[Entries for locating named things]
--- START ---
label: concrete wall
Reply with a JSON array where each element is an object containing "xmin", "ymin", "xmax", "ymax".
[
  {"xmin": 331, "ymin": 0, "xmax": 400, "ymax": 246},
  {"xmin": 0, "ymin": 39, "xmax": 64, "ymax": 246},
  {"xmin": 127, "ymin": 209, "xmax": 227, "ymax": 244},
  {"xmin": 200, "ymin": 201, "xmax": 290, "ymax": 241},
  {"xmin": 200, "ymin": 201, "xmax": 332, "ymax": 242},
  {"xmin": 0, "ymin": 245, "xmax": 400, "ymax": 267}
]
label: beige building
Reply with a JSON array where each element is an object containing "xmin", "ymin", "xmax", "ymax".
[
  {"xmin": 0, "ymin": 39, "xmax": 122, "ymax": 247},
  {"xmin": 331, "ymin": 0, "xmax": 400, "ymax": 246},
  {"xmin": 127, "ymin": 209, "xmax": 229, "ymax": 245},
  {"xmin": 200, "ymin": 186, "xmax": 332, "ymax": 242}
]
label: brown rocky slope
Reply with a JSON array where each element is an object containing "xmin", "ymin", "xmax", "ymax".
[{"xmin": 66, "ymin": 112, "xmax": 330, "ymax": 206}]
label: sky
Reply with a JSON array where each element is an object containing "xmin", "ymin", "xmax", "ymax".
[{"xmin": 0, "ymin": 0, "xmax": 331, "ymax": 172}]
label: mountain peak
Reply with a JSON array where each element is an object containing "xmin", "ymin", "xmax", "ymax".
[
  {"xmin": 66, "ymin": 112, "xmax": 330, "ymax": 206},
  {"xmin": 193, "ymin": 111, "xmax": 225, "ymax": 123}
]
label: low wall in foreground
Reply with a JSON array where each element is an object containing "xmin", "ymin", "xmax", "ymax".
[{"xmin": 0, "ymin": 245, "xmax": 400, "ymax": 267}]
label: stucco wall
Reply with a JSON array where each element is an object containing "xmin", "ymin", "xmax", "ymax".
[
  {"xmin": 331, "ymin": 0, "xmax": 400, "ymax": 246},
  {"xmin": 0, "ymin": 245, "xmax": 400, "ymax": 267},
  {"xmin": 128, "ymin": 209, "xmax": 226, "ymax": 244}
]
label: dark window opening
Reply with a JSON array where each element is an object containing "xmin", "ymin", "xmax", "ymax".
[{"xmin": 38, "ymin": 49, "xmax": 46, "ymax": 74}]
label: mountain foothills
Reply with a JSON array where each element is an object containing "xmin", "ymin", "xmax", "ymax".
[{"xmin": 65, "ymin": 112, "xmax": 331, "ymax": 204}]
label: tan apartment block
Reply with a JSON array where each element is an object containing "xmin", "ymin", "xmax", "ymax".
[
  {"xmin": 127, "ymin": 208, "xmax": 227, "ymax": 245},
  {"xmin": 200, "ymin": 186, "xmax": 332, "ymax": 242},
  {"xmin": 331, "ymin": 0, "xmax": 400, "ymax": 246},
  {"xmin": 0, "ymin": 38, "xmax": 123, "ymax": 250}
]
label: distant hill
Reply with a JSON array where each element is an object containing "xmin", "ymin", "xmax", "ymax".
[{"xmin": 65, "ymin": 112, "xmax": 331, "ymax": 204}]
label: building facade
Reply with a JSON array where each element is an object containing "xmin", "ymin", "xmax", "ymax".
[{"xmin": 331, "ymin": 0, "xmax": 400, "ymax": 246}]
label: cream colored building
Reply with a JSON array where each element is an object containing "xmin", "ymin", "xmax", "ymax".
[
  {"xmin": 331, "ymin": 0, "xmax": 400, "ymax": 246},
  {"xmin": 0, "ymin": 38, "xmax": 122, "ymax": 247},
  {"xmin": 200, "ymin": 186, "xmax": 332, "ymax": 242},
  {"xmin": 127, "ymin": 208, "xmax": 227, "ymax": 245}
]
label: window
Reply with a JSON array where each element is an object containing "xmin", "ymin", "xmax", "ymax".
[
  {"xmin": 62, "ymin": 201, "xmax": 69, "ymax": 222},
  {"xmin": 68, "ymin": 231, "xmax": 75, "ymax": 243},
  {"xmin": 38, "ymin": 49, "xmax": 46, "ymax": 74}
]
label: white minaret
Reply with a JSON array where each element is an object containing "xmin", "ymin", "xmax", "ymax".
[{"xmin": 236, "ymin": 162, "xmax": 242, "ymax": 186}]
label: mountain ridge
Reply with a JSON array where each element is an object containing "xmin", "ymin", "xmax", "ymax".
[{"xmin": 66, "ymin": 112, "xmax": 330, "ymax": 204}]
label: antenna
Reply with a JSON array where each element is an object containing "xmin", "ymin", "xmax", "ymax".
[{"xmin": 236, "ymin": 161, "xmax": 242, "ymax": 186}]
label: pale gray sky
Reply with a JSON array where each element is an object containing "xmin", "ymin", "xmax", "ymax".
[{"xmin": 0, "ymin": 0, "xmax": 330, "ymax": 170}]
--- END ---
What is being asked: Pull out each line of the material above that contains the word "building", and copy those lines unchanged.

Task output:
label: beige building
label: building facade
label: cream colored building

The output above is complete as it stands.